(Saved entries)
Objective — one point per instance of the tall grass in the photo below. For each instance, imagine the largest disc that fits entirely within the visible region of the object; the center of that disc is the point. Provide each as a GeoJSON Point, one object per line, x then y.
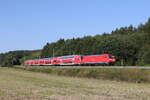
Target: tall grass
{"type": "Point", "coordinates": [119, 74]}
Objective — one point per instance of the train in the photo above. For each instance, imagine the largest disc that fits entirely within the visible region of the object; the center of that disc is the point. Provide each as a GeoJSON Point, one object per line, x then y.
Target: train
{"type": "Point", "coordinates": [100, 59]}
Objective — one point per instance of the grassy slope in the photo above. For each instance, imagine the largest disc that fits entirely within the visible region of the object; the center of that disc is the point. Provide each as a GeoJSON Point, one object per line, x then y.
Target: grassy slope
{"type": "Point", "coordinates": [130, 75]}
{"type": "Point", "coordinates": [16, 84]}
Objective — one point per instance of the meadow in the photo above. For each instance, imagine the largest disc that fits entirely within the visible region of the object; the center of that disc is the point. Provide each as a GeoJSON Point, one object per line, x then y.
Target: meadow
{"type": "Point", "coordinates": [18, 84]}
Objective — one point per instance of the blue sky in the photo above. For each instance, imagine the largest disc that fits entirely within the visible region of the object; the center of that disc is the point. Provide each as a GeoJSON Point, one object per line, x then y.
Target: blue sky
{"type": "Point", "coordinates": [30, 24]}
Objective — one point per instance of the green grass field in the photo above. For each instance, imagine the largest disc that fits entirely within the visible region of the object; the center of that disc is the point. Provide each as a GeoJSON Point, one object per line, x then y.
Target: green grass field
{"type": "Point", "coordinates": [17, 84]}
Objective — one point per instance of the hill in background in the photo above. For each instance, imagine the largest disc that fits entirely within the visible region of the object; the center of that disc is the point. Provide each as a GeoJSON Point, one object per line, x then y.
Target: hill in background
{"type": "Point", "coordinates": [130, 45]}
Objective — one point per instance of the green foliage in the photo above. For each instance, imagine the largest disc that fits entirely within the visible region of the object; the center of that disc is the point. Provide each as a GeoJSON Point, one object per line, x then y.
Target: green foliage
{"type": "Point", "coordinates": [14, 58]}
{"type": "Point", "coordinates": [130, 46]}
{"type": "Point", "coordinates": [124, 43]}
{"type": "Point", "coordinates": [129, 75]}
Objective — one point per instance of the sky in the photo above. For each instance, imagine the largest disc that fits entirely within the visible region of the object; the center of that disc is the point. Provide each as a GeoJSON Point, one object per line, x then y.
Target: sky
{"type": "Point", "coordinates": [30, 24]}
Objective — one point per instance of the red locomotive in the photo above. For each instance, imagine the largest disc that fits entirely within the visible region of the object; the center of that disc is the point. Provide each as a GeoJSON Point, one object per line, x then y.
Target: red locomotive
{"type": "Point", "coordinates": [103, 59]}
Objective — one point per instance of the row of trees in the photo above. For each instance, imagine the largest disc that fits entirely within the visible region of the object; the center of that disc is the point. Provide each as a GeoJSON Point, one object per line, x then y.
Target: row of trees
{"type": "Point", "coordinates": [130, 45]}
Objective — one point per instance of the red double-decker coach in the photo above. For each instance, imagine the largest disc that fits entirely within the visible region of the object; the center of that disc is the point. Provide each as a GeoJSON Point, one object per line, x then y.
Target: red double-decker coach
{"type": "Point", "coordinates": [103, 59]}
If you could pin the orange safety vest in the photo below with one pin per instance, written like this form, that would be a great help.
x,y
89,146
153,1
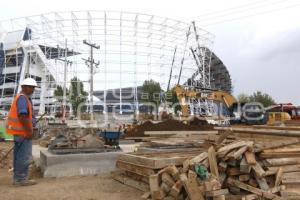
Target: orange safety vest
x,y
14,126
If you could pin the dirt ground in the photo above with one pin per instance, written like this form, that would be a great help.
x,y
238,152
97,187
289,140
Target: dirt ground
x,y
73,188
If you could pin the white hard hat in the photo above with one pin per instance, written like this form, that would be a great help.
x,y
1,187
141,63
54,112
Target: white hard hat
x,y
29,82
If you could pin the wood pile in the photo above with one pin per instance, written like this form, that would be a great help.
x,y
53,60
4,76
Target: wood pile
x,y
241,163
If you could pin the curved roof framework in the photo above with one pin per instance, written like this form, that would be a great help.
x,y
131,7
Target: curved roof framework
x,y
134,47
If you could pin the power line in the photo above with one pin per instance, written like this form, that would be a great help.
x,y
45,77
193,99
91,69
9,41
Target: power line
x,y
252,15
225,10
238,11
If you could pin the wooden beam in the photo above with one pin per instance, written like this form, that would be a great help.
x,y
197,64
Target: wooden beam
x,y
191,186
250,158
253,190
213,165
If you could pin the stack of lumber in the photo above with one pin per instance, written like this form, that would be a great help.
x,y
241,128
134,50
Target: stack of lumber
x,y
134,169
235,171
238,163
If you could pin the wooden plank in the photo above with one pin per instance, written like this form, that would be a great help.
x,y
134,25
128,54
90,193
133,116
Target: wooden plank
x,y
176,189
223,136
258,170
166,188
167,179
179,133
244,166
118,176
212,159
144,171
239,152
216,193
158,160
261,182
278,177
283,161
285,168
199,158
276,144
173,171
244,177
191,186
253,190
156,191
250,158
263,131
234,145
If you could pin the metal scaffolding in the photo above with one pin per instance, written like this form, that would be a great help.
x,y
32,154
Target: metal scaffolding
x,y
134,47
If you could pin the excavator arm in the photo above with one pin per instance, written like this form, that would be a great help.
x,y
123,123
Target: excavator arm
x,y
219,96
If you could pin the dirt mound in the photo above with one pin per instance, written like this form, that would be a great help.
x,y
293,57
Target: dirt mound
x,y
168,125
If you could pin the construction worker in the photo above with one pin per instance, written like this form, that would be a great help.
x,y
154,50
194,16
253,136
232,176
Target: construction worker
x,y
20,123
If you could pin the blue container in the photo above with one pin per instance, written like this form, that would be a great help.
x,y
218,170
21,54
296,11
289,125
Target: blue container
x,y
113,135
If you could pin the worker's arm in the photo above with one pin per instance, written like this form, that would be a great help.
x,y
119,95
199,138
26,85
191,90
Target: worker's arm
x,y
23,114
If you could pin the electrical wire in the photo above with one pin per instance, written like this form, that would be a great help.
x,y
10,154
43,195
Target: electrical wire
x,y
219,15
229,9
252,15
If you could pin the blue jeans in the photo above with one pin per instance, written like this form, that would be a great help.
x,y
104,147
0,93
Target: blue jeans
x,y
22,157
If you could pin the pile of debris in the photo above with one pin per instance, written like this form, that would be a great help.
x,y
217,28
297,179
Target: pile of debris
x,y
168,125
254,164
234,170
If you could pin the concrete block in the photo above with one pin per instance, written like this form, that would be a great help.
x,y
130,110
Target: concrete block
x,y
87,164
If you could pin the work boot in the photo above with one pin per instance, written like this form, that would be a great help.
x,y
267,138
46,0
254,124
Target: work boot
x,y
25,183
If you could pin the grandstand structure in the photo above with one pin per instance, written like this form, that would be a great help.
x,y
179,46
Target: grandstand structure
x,y
134,47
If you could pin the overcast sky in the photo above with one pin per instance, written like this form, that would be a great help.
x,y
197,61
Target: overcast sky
x,y
258,41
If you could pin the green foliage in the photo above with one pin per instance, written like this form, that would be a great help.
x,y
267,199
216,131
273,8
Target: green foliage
x,y
257,96
151,92
243,98
58,93
171,97
77,94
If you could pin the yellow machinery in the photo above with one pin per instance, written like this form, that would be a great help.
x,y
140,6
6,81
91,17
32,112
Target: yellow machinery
x,y
278,117
215,95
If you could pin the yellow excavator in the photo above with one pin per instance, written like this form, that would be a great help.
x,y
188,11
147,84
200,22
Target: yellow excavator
x,y
215,95
247,113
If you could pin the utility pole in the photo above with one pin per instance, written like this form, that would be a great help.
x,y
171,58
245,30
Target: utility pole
x,y
90,62
66,63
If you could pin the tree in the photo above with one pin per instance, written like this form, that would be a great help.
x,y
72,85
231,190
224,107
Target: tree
x,y
172,98
77,94
264,98
151,93
243,98
59,92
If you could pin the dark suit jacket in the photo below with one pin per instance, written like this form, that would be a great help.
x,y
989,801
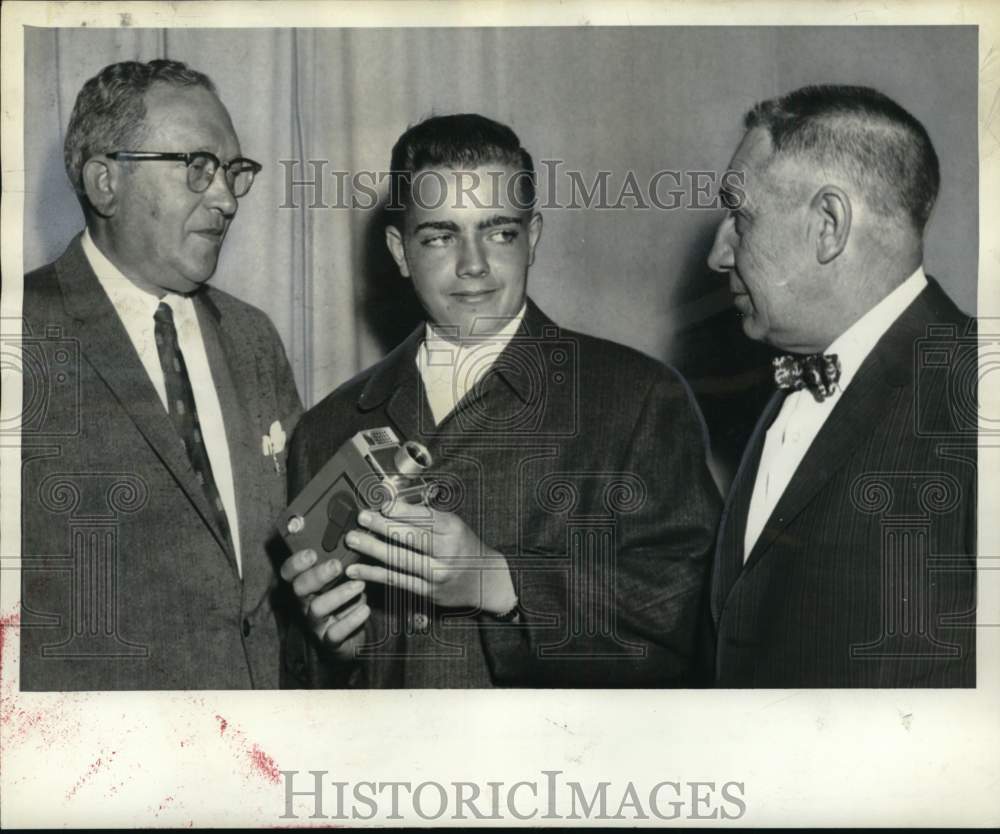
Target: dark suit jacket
x,y
864,574
584,463
127,583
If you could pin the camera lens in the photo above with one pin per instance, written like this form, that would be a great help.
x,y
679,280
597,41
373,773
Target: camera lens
x,y
412,458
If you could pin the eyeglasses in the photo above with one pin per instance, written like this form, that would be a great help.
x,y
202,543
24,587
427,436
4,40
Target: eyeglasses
x,y
201,168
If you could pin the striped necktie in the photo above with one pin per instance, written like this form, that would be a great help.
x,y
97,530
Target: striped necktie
x,y
181,407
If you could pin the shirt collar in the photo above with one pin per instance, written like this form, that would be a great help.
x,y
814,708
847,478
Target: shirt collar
x,y
854,344
127,298
497,341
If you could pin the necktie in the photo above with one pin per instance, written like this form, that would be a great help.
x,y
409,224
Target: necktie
x,y
818,372
181,407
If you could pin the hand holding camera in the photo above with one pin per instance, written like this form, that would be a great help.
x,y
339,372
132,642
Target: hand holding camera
x,y
442,559
335,614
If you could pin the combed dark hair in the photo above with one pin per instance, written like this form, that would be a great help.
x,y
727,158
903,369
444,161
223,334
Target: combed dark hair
x,y
863,133
110,109
461,141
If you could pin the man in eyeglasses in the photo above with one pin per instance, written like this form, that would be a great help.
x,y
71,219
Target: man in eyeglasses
x,y
568,538
155,409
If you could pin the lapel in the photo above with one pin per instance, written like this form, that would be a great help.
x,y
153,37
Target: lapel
x,y
882,379
733,524
232,359
107,347
396,385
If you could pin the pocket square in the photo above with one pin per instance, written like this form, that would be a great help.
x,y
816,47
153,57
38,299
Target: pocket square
x,y
273,443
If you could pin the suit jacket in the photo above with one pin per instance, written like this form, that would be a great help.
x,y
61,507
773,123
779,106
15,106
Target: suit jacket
x,y
584,463
127,582
864,575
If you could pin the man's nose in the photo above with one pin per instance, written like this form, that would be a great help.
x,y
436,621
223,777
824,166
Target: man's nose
x,y
220,196
472,261
721,257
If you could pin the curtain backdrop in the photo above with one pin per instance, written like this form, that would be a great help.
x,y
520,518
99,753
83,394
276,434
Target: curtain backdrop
x,y
621,100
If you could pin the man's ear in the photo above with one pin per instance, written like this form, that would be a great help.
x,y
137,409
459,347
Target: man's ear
x,y
394,240
100,181
534,234
832,209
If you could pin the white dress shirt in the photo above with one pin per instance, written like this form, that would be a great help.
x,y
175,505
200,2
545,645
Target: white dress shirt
x,y
135,308
801,417
449,371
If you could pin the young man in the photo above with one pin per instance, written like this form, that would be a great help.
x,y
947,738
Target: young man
x,y
579,508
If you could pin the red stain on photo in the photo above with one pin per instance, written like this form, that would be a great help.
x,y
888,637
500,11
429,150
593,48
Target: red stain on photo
x,y
260,763
89,774
265,765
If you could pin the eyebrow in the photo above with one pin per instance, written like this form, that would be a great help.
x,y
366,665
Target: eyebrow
x,y
451,226
499,220
440,225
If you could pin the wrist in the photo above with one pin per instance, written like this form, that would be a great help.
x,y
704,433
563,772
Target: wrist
x,y
502,596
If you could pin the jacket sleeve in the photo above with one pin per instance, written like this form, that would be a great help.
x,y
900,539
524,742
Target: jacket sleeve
x,y
627,616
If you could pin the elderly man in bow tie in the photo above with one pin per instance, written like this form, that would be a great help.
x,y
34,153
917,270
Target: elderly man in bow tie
x,y
846,551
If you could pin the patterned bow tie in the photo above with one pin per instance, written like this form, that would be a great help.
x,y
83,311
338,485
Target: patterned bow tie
x,y
818,372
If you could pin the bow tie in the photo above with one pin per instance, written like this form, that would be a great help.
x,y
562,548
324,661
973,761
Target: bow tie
x,y
818,372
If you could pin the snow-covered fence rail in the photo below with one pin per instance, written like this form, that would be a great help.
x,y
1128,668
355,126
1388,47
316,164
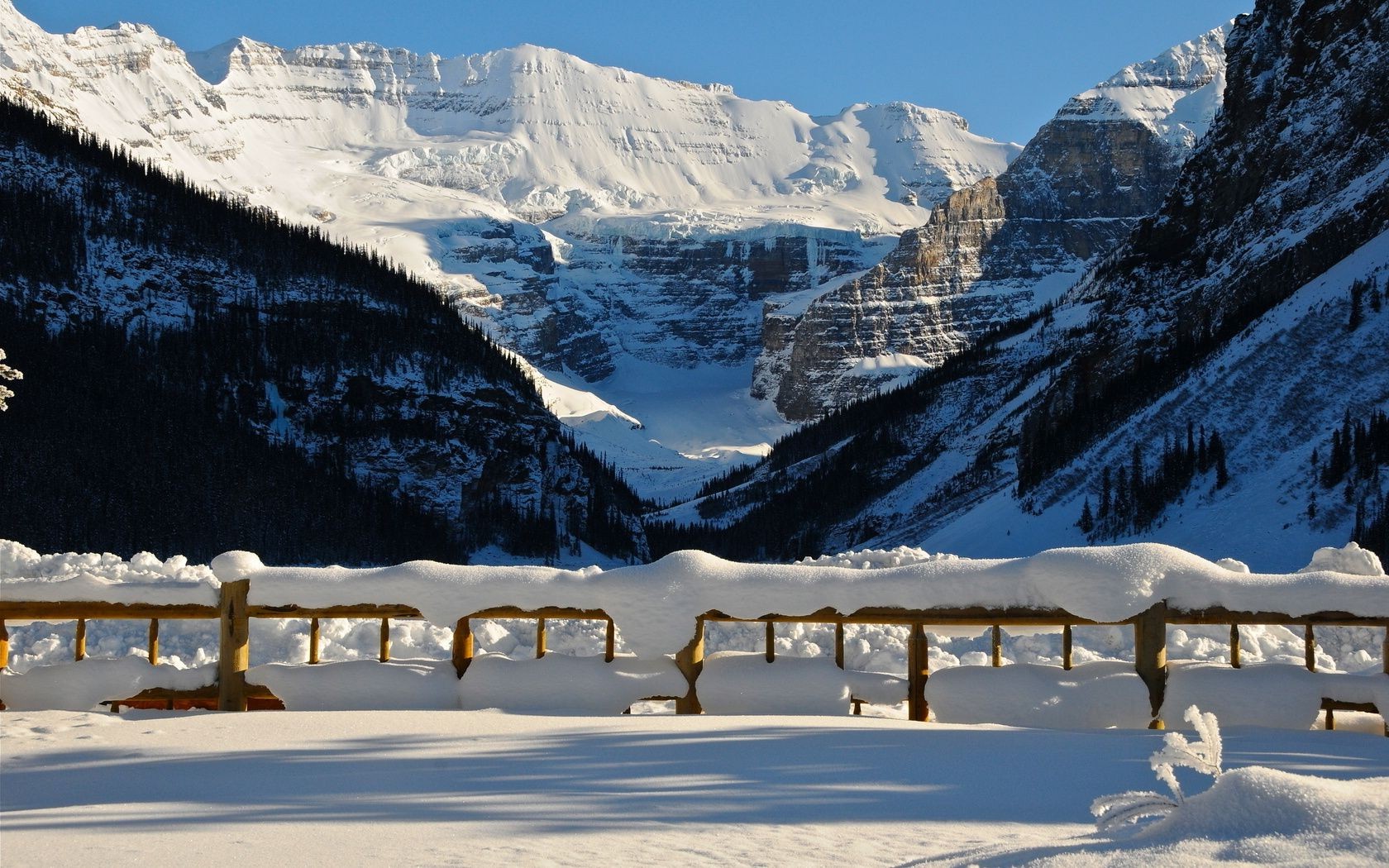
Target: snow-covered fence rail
x,y
656,606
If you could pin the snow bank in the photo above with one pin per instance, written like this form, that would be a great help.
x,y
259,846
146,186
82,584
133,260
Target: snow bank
x,y
84,686
557,684
1091,696
360,685
1270,694
71,577
1352,560
747,684
656,604
1291,817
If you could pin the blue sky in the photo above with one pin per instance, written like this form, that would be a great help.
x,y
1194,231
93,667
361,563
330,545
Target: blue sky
x,y
1005,64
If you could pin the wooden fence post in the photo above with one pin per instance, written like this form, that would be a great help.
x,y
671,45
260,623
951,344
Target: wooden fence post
x,y
234,656
690,661
1150,656
461,646
919,670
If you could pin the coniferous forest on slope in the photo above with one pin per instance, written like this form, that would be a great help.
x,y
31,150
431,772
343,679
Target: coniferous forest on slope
x,y
136,432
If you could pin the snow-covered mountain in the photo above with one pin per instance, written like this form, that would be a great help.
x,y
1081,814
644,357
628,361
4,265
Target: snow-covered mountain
x,y
204,375
612,227
1003,246
1249,308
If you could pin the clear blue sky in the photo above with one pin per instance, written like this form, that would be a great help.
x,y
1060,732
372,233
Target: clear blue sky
x,y
1005,64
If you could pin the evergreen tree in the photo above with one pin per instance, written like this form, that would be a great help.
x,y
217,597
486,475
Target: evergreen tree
x,y
1217,449
7,374
1086,522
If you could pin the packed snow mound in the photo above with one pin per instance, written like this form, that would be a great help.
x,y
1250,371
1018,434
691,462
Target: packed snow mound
x,y
1267,694
1284,814
84,686
1091,696
656,606
1349,559
71,577
872,559
234,565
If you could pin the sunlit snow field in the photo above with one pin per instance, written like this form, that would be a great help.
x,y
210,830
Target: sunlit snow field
x,y
489,789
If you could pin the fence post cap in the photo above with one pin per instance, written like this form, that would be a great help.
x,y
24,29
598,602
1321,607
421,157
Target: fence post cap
x,y
234,565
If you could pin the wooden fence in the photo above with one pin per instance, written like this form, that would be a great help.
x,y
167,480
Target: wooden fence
x,y
234,694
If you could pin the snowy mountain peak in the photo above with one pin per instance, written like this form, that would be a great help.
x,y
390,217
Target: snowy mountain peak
x,y
1176,95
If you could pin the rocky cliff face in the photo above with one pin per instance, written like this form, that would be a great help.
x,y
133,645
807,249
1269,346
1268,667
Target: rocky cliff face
x,y
1252,304
599,220
1003,247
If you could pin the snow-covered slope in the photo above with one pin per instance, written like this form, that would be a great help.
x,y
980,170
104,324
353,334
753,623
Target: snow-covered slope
x,y
1003,246
590,214
1234,310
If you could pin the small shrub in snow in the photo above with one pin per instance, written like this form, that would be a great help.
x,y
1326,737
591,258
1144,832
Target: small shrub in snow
x,y
1205,756
7,373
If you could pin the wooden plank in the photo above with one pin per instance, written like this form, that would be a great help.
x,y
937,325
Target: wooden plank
x,y
334,612
31,610
1150,656
461,646
234,656
549,612
690,661
976,616
919,670
1227,616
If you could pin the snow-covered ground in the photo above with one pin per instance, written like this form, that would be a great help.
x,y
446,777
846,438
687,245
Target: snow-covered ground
x,y
485,788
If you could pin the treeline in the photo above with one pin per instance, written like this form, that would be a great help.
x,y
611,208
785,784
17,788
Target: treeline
x,y
1354,459
1107,381
1133,496
232,306
846,461
104,455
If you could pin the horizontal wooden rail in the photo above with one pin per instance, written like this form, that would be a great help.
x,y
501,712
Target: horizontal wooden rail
x,y
234,613
38,610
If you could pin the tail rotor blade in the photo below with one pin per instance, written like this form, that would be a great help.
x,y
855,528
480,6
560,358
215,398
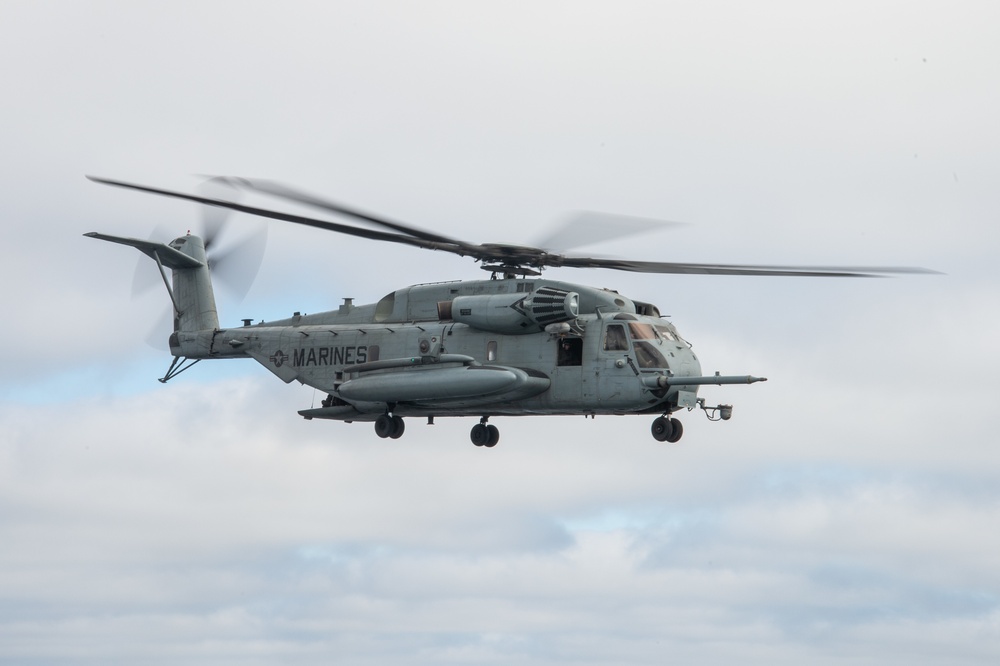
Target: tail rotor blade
x,y
160,332
237,266
214,218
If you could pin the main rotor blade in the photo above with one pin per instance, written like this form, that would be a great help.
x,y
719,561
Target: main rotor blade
x,y
371,234
588,227
282,191
737,269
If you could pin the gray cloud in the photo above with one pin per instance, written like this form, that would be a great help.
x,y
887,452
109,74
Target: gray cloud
x,y
847,511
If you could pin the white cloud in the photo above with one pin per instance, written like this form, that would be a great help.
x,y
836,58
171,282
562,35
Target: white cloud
x,y
846,512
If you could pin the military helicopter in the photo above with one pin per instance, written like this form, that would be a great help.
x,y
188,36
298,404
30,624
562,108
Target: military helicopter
x,y
516,344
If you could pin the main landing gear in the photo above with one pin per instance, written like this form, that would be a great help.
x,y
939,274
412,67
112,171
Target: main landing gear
x,y
387,425
666,429
483,434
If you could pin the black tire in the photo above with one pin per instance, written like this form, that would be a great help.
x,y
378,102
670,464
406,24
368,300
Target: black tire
x,y
480,435
384,426
398,426
676,431
661,429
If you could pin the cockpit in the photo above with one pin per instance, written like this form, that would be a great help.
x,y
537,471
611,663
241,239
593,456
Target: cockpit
x,y
652,343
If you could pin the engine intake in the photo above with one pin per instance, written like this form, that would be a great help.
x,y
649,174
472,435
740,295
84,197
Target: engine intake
x,y
513,313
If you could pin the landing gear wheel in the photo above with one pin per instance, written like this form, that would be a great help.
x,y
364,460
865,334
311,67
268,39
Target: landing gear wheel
x,y
480,434
384,426
677,429
397,427
494,436
662,429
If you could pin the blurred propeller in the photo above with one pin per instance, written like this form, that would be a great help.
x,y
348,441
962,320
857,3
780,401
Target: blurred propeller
x,y
234,263
499,258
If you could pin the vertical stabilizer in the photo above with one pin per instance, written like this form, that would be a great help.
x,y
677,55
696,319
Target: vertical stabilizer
x,y
191,290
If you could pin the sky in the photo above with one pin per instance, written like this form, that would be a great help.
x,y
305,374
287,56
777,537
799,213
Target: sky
x,y
846,513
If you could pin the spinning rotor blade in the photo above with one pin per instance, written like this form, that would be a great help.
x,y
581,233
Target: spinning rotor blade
x,y
237,265
500,257
281,191
587,227
297,219
213,218
738,269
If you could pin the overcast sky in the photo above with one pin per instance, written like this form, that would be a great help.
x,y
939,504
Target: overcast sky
x,y
847,513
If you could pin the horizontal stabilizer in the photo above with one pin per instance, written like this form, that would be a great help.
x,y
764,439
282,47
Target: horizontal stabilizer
x,y
169,257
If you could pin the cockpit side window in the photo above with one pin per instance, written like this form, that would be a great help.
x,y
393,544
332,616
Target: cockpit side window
x,y
614,338
642,331
667,334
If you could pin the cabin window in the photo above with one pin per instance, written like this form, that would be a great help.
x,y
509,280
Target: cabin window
x,y
444,310
570,352
384,308
666,333
614,338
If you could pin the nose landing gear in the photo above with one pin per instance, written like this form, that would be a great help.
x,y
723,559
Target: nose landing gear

About this exercise ▸ Copy each line above that contains the string "below".

Task response ▸
Objective — one point per instance of the tall grass in the photo below. For each instance, imagine the largest disc that fits entirely within the visible region of the object; the center of that disc is the point. Provide each as a GeoJSON Point, one object per line, x then y.
If you could pin the orange safety vest in the photo below with one pin per instance, written like this form, that would be a great help.
If you could pin the dark suit jacket in the photo below with one pin per instance, written like this form, that would be a great help.
If you could pin the snow-covered fence rail in the photo below with one pin per instance, written like this form, that would be a great help.
If you could pin the tail rotor blade in the photo below with one pin per instance, written like this form, that would be a great help.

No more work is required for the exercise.